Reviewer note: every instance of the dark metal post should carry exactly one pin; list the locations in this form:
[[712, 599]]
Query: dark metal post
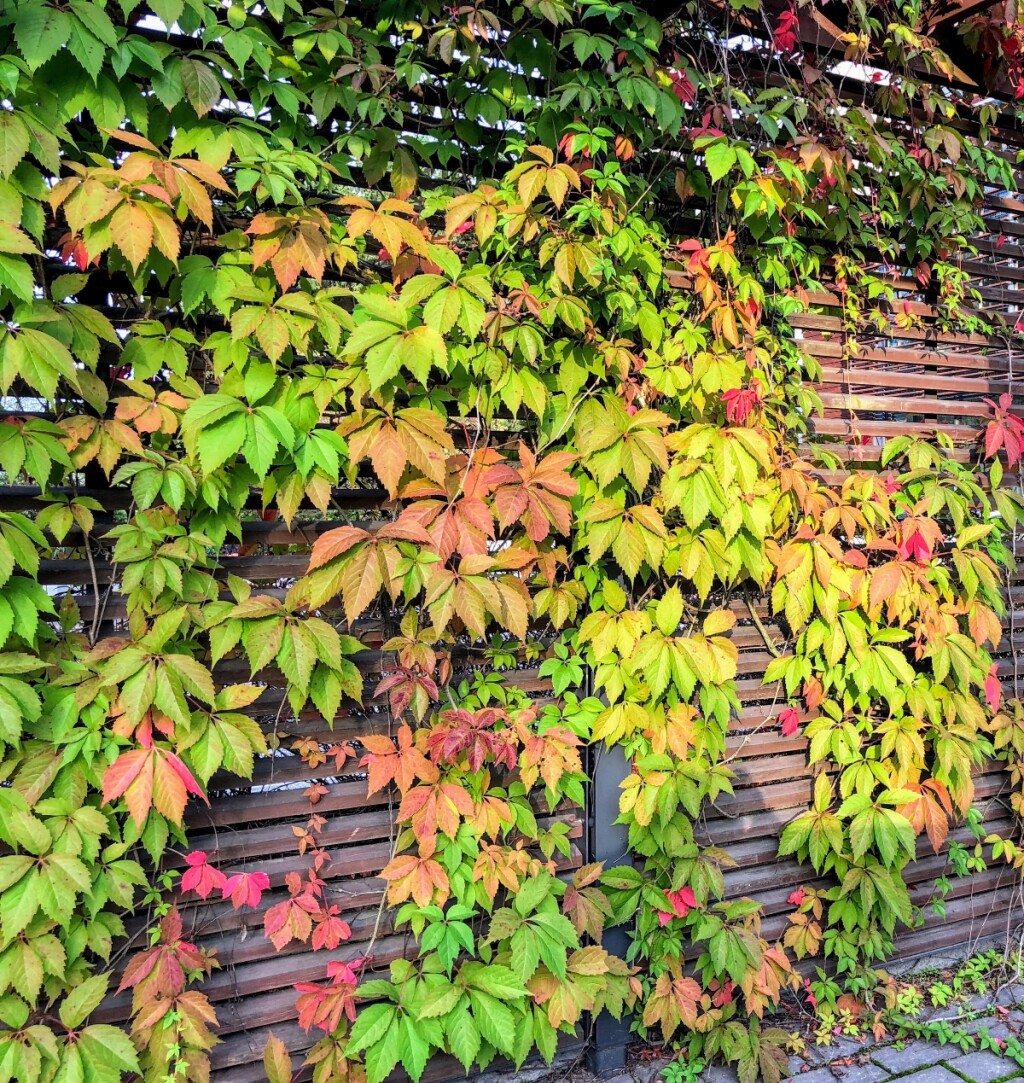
[[608, 842]]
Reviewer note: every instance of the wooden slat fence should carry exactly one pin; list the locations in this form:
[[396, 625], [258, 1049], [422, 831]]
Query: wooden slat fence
[[875, 385]]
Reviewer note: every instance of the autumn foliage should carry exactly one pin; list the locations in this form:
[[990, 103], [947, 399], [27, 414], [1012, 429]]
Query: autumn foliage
[[483, 323]]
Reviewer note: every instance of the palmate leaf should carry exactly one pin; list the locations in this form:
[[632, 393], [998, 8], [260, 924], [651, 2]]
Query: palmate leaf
[[151, 779]]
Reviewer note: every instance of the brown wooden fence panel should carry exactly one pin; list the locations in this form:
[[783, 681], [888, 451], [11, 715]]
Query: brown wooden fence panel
[[875, 385]]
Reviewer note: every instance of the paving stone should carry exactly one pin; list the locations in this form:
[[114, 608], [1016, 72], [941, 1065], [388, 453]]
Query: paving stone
[[864, 1073], [995, 1028], [816, 1055], [1010, 994], [933, 1074], [984, 1067], [914, 1055], [818, 1075]]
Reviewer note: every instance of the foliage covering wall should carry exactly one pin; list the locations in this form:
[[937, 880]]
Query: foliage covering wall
[[251, 256]]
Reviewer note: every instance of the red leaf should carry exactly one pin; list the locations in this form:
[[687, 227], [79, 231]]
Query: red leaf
[[789, 718], [246, 889], [201, 877]]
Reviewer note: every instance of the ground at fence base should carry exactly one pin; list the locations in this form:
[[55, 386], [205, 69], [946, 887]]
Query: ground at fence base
[[845, 1060]]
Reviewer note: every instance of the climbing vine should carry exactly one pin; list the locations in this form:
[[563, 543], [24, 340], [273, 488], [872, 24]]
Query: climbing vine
[[529, 277]]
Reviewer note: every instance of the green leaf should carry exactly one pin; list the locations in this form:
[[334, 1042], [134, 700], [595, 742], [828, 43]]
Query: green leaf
[[720, 158], [495, 979], [200, 85], [40, 30], [371, 1025], [13, 142], [82, 1001], [669, 611], [462, 1036]]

- - - - - - -

*EXERCISE GOAL*
Each line from the one holding "[[687, 227], [79, 231]]" to the end of the entries is to be written out exactly. Skip every line before it.

*WRITTEN SOLUTION*
[[687, 227], [79, 231]]
Query: red leaf
[[789, 718], [246, 889], [201, 877]]
Reviewer note: every instance of the ground at fence base should carry exactly one pin; list the locations in this form:
[[55, 386], [205, 69], [946, 887]]
Query: ground at fence base
[[845, 1060]]
Reviewer note: every instance of the climbing vine should carry exactly one pin; list the locations in this form:
[[563, 543], [24, 340], [273, 488], [872, 24]]
Query: climbing vine
[[529, 277]]
Reviewer note: every instance of the green leaf should carry exactly one pin; list the locations in this form:
[[334, 1042], [134, 700], [595, 742], [828, 43]]
Query: green leaf
[[720, 158], [495, 979], [200, 85], [40, 30], [371, 1025], [13, 142], [82, 1001], [669, 611], [462, 1036]]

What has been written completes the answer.